EXERCISE DATA:
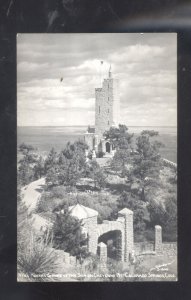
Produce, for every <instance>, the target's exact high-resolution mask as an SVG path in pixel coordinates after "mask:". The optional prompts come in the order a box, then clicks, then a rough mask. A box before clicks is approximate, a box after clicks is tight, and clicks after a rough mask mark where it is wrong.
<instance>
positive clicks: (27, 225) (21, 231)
mask: <svg viewBox="0 0 191 300" xmlns="http://www.w3.org/2000/svg"><path fill="white" fill-rule="evenodd" d="M17 208H18V211H17V245H18V247H17V250H18V252H17V266H18V275H19V276H20V275H23V276H24V278H26V280H27V281H43V280H46V281H47V280H48V279H47V278H44V277H41V275H43V274H51V273H52V274H55V273H56V271H57V268H58V265H57V262H56V258H55V255H54V253H53V251H52V250H51V248H50V247H51V243H50V239H49V234H48V233H47V235H46V237H45V238H43V239H39V237H38V236H37V235H36V234H35V232H34V230H33V228H32V224H33V221H32V217H31V216H30V215H28V212H27V209H26V207H25V205H24V204H23V203H22V202H21V200H20V197H18V205H17ZM35 276H36V277H35ZM18 278H19V279H20V277H18ZM24 278H22V279H24Z"/></svg>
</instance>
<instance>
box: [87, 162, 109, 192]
mask: <svg viewBox="0 0 191 300" xmlns="http://www.w3.org/2000/svg"><path fill="white" fill-rule="evenodd" d="M86 172H87V173H86V174H87V175H88V177H90V178H92V179H93V180H94V184H95V188H99V189H101V188H103V187H104V186H105V184H106V177H107V176H106V175H105V173H104V171H103V169H102V168H101V167H100V165H99V164H98V163H97V162H96V161H95V160H92V161H91V162H90V163H89V165H88V168H87V171H86Z"/></svg>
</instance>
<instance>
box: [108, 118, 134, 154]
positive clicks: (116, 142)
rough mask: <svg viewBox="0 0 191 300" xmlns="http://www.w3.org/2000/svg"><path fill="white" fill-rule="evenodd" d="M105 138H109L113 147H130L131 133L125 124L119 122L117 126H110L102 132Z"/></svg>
mask: <svg viewBox="0 0 191 300" xmlns="http://www.w3.org/2000/svg"><path fill="white" fill-rule="evenodd" d="M104 137H105V139H106V140H110V142H111V144H112V145H113V146H114V148H115V149H130V148H131V143H132V138H133V134H130V133H129V132H128V128H127V126H126V125H122V124H119V126H118V127H110V129H109V130H108V131H106V132H105V133H104Z"/></svg>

TASK BRIEF: Can you rewrite all of these lines with each "positive clicks" swapped for "foreground clicks" and everything else kept the same? Leave the pictures out.

TASK SOLUTION:
Produce, for every <instance>, the target's exact high-resolution mask as an SVG path in pixel coordinates after "mask:". The optional prompts come in the order a box, then clicks, then a rough mask. A box before clicks is approximate, a box after clicks is tight, and clicks after a rough mask mark where it is wrong.
<instance>
foreground clicks: (27, 225) (21, 231)
mask: <svg viewBox="0 0 191 300" xmlns="http://www.w3.org/2000/svg"><path fill="white" fill-rule="evenodd" d="M17 208H18V211H17V245H18V247H17V250H18V252H17V266H18V275H19V276H20V275H23V276H24V278H26V280H27V281H43V280H46V281H47V280H48V279H47V278H44V277H41V275H43V274H51V273H52V274H55V273H56V271H57V268H58V265H57V262H56V258H55V255H54V253H53V251H52V250H51V248H50V247H51V243H50V239H49V234H48V233H47V235H46V237H45V238H43V239H39V237H38V236H37V235H36V234H35V232H34V230H33V228H32V224H33V221H32V217H31V216H30V215H28V212H27V209H26V207H25V205H24V204H23V203H22V202H21V200H20V197H18V205H17ZM35 276H36V277H35ZM18 278H19V279H20V277H18ZM24 278H22V279H24Z"/></svg>
</instance>
<instance>
box: [87, 162, 109, 192]
mask: <svg viewBox="0 0 191 300" xmlns="http://www.w3.org/2000/svg"><path fill="white" fill-rule="evenodd" d="M86 172H87V173H86V174H87V175H88V177H90V178H92V179H93V180H94V184H95V188H99V189H101V188H103V187H104V186H105V184H106V177H107V176H106V175H105V173H104V171H103V169H102V168H101V167H100V165H99V164H98V163H97V162H96V161H95V160H92V161H91V162H90V163H89V165H88V168H87V171H86Z"/></svg>
</instance>
<instance>
box: [108, 118, 134, 154]
foreground clicks: (116, 142)
rough mask: <svg viewBox="0 0 191 300" xmlns="http://www.w3.org/2000/svg"><path fill="white" fill-rule="evenodd" d="M105 138H109L113 147H130L131 133L125 124L119 122L117 126H110L102 132Z"/></svg>
mask: <svg viewBox="0 0 191 300" xmlns="http://www.w3.org/2000/svg"><path fill="white" fill-rule="evenodd" d="M104 137H105V139H106V140H110V142H111V144H112V145H113V146H114V148H115V149H130V148H131V143H132V138H133V134H130V133H129V132H128V128H127V126H126V125H122V124H119V126H118V127H110V129H109V130H108V131H106V132H105V133H104Z"/></svg>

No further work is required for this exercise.